● **SELECTION**:
-- begin --

1 BeamAsm, the Erlang JIT

BeamAsm provides load-time conversion of Erlang BEAM instructions into native code on x86-64 and aarch64. This allows the loader to eliminate any instruction dispatching overhead and also specialize each instruction on their argument types.

BeamAsm does hardly any cross instruction optimizations and the x and y register arrays work the same as when interpreting BEAM instructions. This allows the Erlang run-time system to be largely unchanged except for places that need to work with loaded BEAM instructions like code loading, tracing, and a few others.

BeamAsm uses asmjit to generate native code in run-time. Only small parts of the Assembler API of asmjit is used. At the moment asmjit only supports x86 32/64 bit and aarch64 assembler.

1.1 Loading Code

The code is loaded very similarly to how it is loaded for the interpreter. Each beam file is parsed and then optimized through the transformations described in beam_makeops. The transformations used in BeamAsm are much simpler than the interpreter's, as most of the transformations for the interpreter are done only to eliminate the instruction dispatch overhead.

Then each instruction is encoded using the C++ functions in the jit/$ARCH/instr_*.cpp files. For example:

void BeamModuleAssembler::emit_is_nonempty_list(const ArgVal &Fail, const ArgVal &Src) {
  a.test(getArgRef(Src), imm(_TAG_PRIMARY_MASK - TAG_PRIMARY_LIST));
  a.jne(labels[Fail.getLabel()]);
}

asmjit provides a fairly straightforward mapping from a C++ function call to the x86 assembly instruction. The above instruction tests if the value in the Src register is a non-empty list and if it is not then it jumps to the fail label.

For comparison, the interpreter has 8 combinations and specializations of this implementation to minimize the instruction dispatch overhead for common patterns.

The original register allocation done by the Erlang compiler is used to manage the liveness of values and the physical registers are statically allocated to keep the necessary process state. At the moment this is the static register allocation on x86-64:

rbx: ErtsSchedulerRegisters struct (contains x/float registers and some metadata)
rbp: Current frame pointer when `perf` support is enabled, otherwise this
     is an optional save slot for the Erlang stack pointer when executing C
     code.

-- end --

● **EXERCISE SET**:
a – Using the BeamAsm page above, say whether each statement agrees with it: (i) BeamAsm turns BEAM instructions into native code on x86-64 and aarch64; (ii) BeamAsm does a lot of cross instruction optimization; (iii) BeamAsm relies on the whole Assembler API of asmjit. Answer yes or no for each, quoting the words that decide it.
b – Repeat the stretch of the BeamAsm page from "For comparison, the" through "for common patterns.", word for word.

● **DATA SECTION**:

-- begin --

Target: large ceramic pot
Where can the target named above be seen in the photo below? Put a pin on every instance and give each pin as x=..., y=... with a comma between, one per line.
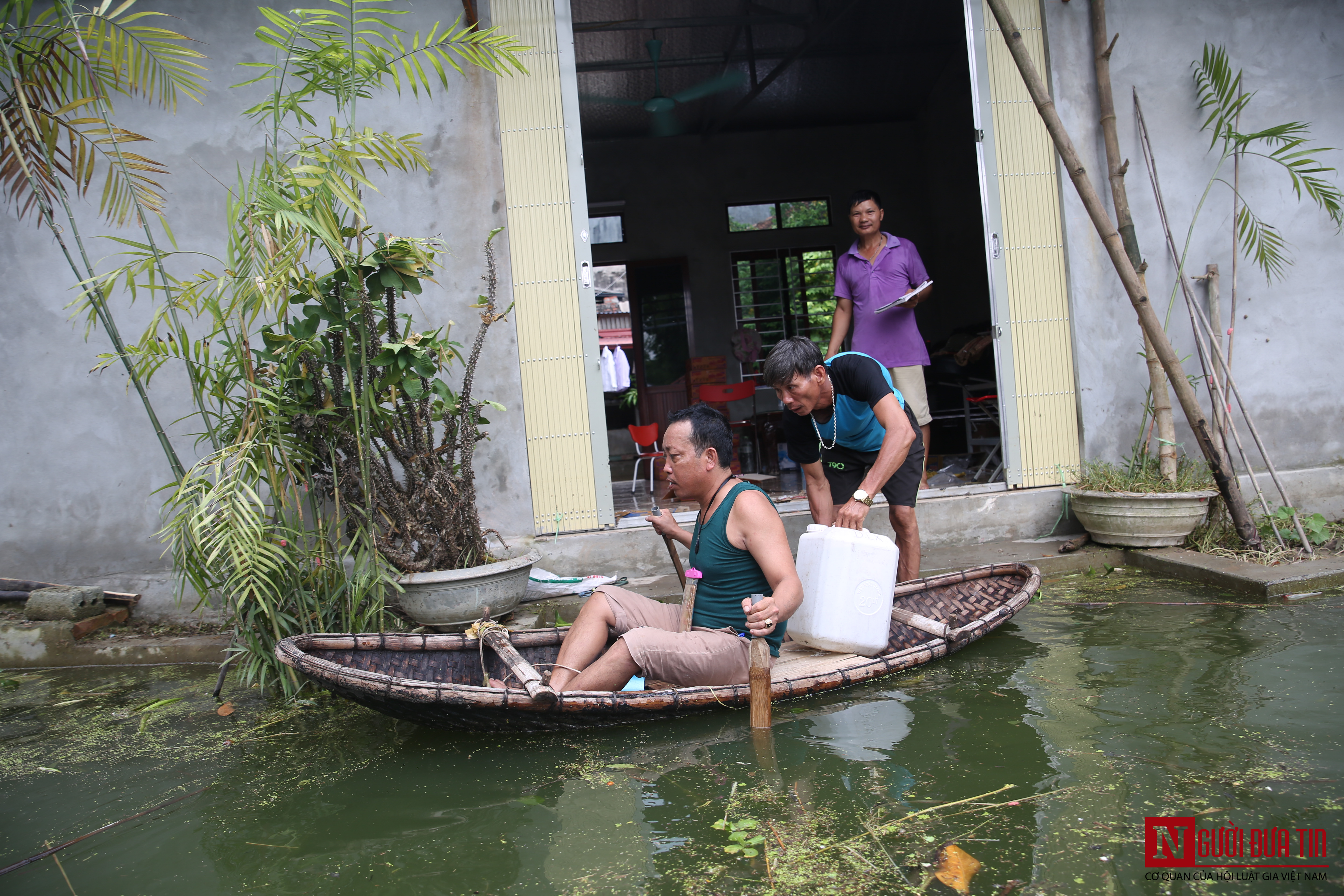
x=452, y=598
x=1139, y=519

-- end --

● **ANSWER LIST**:
a –
(i) Yes: "BeamAsm provides load-time conversion of Erlang BEAM instructions into native code on x86-64 and aarch64."
(ii) No: "BeamAsm does hardly any cross instruction optimizations"
(iii) No: "Only small parts of the Assembler API of asmjit is used."

b –
For comparison, the interpreter has 8 combinations and specializations of this implementation to minimize the instruction dispatch overhead for common patterns.